→ **AUFGABE**:
Ersetze in der folgenden Auflistung „sheep's ear“ durch „goat's ear“ und gib alles Übrige unverändert wieder.

→ **DATENSATZ**:
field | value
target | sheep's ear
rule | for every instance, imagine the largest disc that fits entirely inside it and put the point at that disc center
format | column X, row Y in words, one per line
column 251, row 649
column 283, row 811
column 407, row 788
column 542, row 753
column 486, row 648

→ **ANTWORT**:
field | value
target | goat's ear
rule | for every instance, imagine the largest disc that fits entirely inside it and put the point at that disc center
format | column X, row Y in words, one per line
column 251, row 649
column 283, row 811
column 407, row 788
column 542, row 753
column 486, row 648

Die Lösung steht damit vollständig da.